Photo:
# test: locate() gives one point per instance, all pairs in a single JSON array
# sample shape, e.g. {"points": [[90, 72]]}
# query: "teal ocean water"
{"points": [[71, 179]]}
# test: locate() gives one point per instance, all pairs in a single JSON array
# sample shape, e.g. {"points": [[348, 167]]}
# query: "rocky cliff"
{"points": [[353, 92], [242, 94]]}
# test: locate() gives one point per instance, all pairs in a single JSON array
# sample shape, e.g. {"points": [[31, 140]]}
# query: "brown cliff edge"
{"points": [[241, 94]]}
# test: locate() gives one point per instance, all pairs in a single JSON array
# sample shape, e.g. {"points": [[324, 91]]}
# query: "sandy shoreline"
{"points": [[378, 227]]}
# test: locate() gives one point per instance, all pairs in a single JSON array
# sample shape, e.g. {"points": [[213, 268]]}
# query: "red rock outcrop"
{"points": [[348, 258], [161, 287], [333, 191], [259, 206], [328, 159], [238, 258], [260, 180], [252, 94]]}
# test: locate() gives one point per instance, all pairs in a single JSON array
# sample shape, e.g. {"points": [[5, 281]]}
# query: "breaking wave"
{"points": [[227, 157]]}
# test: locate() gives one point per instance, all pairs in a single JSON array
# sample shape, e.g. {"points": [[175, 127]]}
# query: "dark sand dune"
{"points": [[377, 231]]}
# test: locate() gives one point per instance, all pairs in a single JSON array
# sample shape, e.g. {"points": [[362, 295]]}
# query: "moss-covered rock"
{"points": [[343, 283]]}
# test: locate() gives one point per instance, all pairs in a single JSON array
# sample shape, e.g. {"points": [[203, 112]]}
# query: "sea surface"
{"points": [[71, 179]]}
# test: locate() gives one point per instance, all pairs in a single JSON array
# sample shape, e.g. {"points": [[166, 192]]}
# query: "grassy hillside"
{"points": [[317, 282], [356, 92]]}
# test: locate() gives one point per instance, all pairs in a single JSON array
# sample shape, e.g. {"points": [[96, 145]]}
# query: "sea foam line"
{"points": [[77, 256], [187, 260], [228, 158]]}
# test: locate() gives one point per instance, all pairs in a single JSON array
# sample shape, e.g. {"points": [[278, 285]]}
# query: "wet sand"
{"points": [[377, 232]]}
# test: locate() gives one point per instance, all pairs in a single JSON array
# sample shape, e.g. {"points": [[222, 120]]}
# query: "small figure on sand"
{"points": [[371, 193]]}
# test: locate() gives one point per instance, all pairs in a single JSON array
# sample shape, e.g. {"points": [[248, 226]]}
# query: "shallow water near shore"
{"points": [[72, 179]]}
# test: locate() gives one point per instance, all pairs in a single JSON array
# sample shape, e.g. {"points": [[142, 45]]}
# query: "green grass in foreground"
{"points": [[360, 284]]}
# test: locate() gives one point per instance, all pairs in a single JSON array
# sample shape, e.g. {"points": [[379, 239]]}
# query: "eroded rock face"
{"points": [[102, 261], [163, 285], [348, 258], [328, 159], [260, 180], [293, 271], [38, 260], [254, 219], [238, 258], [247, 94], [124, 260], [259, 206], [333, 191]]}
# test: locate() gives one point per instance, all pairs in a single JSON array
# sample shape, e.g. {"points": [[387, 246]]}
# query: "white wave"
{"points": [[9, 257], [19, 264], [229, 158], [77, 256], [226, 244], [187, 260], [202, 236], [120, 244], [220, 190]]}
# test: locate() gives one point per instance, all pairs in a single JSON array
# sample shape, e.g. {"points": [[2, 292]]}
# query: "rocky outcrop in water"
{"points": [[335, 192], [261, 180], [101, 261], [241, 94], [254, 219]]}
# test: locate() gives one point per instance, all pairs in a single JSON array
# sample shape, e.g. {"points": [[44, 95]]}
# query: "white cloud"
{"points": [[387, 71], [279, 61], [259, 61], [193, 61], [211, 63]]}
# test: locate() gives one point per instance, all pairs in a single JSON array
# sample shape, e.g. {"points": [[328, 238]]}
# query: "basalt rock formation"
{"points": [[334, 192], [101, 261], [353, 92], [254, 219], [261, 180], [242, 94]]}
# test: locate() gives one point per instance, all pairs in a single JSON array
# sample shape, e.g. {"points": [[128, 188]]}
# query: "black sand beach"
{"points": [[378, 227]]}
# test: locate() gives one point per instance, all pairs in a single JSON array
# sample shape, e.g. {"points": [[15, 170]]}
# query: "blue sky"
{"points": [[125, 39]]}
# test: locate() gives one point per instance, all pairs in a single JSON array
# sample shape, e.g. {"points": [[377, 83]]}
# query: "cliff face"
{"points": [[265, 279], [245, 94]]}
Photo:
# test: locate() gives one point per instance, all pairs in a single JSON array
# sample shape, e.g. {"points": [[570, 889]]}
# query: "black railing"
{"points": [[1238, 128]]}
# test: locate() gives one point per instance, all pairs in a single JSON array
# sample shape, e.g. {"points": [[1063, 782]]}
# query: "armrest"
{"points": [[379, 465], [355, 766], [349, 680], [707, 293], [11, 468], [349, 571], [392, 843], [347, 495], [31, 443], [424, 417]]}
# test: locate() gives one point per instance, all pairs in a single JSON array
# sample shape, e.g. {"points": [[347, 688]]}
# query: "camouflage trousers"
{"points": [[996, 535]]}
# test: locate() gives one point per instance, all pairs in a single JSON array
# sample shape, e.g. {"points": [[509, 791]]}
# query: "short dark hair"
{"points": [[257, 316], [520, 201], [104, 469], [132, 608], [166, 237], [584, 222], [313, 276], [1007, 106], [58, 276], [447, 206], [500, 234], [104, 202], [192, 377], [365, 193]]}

◆ EXERCISE ◆
Above are some records; extract every one of them exactly.

◆ ANSWER TO THE TASK ◆
Photo:
# test: locate() gives one point per instance, all pairs in a single JSON array
# sample shape, e.g. {"points": [[90, 72]]}
# query: "teal ocean water"
{"points": [[71, 179]]}
# test: locate() gives one point per instance, all pairs in a single JSON array
# sample shape, e.g. {"points": [[348, 167]]}
# query: "rocky cliff"
{"points": [[353, 92], [242, 94]]}
# test: locate() gives one point per instance, all pairs in a single JSON array
# sample shape, e.g. {"points": [[31, 140]]}
# query: "brown cliff edge"
{"points": [[241, 94]]}
# test: locate() gives one point per instance, all pairs in a single JSON array
# sample shape, e.g. {"points": [[324, 91]]}
# query: "sandy shoreline"
{"points": [[378, 227]]}
# test: locate() gives one point per instance, all pairs in a single JSON array
# sample shape, e.g. {"points": [[213, 268]]}
# query: "red rock outcrop"
{"points": [[348, 258], [161, 287], [333, 191], [259, 206], [328, 159], [238, 258], [260, 180], [252, 94]]}
# test: locate() gives one point per instance, all pairs in a single JSON array
# sample shape, e.g. {"points": [[5, 281]]}
# query: "breaking wave"
{"points": [[227, 157]]}
# test: locate() gives one point per instance, all pairs in a single JSON array
# sample shape, e.g. {"points": [[175, 127]]}
# query: "dark sand dune"
{"points": [[377, 231]]}
# test: locate() gives one point per instance, all pairs in a single JSON array
# sample shape, e.g. {"points": [[362, 295]]}
# query: "moss-covered rock"
{"points": [[343, 283]]}
# test: locate() gives one point per instance, all pairs in a single JSON array
# sample shape, e.g. {"points": [[203, 112]]}
# query: "sea surface"
{"points": [[71, 179]]}
# test: locate() gives one point per instance, all pairs in a single JSON array
# sample shape, e.g. {"points": [[166, 192]]}
# query: "grassy hillside"
{"points": [[317, 282], [356, 92]]}
# test: locate() gives one point per instance, all pairs in a single JSON array
# sample shape, e.g. {"points": [[96, 145]]}
# query: "sea foam line"
{"points": [[77, 256], [187, 260], [228, 158]]}
# test: locate() gives one point per instance, all pairs in a single JSON array
# sample shape, e.g. {"points": [[278, 285]]}
# query: "wet sand"
{"points": [[377, 232]]}
# test: locate() gives one point per instance, all pairs in a single JSON array
# sample shape, e.g. {"points": [[222, 120]]}
# query: "small figure on sand"
{"points": [[371, 193]]}
# test: locate() gives one point per instance, all pairs in a single JSON array
# sample shape, e.g. {"points": [[248, 226]]}
# query: "shallow water near shore"
{"points": [[72, 179]]}
# test: locate() gives one point per instance, all pairs in a single JSON array
# sample shape, e.g. {"points": [[142, 45]]}
# query: "green grass in foreground"
{"points": [[360, 284]]}
# test: locate() gives one point per instance, all pairs in a single JSON array
# sample shape, e.g. {"points": [[379, 239]]}
# query: "eroded rock face"
{"points": [[102, 261], [163, 285], [348, 258], [328, 159], [260, 180], [293, 271], [38, 260], [254, 219], [238, 258], [247, 94], [124, 260], [259, 206], [333, 191]]}
# test: locate() gives one point per instance, all pairs in a single JSON array
# sample shape, e.g. {"points": [[387, 246]]}
# query: "white wave"
{"points": [[9, 257], [19, 264], [229, 158], [77, 256], [226, 244], [187, 260], [202, 236], [120, 244], [220, 190]]}
# test: locate() gives one point per instance, all pairs in a single JSON array
# sample shape, e.g. {"points": [[2, 292]]}
# query: "rocky outcrop in water"
{"points": [[335, 192], [261, 180], [101, 261], [241, 94], [254, 219]]}
# test: locate() gives one point per instance, all pairs in a single JSON array
# sample shape, e.g. {"points": [[44, 95]]}
# query: "white cloud"
{"points": [[387, 71], [279, 61], [259, 61], [193, 61], [211, 63]]}
# test: locate() gives one point per instance, all pairs in a single JSON array
# sample shape, e.g. {"points": [[328, 238]]}
# query: "basalt rock formation"
{"points": [[334, 192], [101, 261], [353, 92], [254, 219], [261, 180], [242, 94]]}
# test: locate() gives one point per instance, all pairs in a single JSON array
# sample shape, e.g. {"points": [[128, 188]]}
# query: "black sand beach"
{"points": [[378, 227]]}
# test: locate() gives one point per instance, all pairs in a single JSON array
# sample shape, e.g. {"points": [[15, 170]]}
# query: "blue sky"
{"points": [[125, 39]]}
# test: locate() gives one point per instance, all pairs in a single JSON array
# sample shape, e.g. {"points": [[377, 83]]}
# query: "cliff face"
{"points": [[265, 279], [245, 94]]}
Photo:
# test: locate() gives one point per instance, all pairs in a single JSON array
# sample shape, e.g. {"points": [[570, 889]]}
# query: "black railing"
{"points": [[1238, 128]]}
# test: locate() gives one point per instance, all pairs in a single JSON array
# sample shape, e.g. {"points": [[1063, 782]]}
# query: "armrest"
{"points": [[379, 465], [355, 766], [349, 680], [707, 293], [11, 468], [349, 571], [392, 843], [347, 495], [31, 443], [424, 417]]}
# test: locate() gives one point per instance, all pairs in a single JSON array
# sample shape, e.g. {"points": [[347, 688]]}
# query: "camouflage trousers"
{"points": [[996, 535]]}
# test: locate() gives one point per instance, all pairs in a single JSON array
# sample shape, e.g. {"points": [[509, 791]]}
# query: "short dark hair"
{"points": [[257, 316], [520, 201], [104, 469], [132, 608], [166, 237], [584, 222], [313, 276], [1007, 106], [58, 276], [447, 206], [500, 234], [104, 202], [192, 377], [365, 193]]}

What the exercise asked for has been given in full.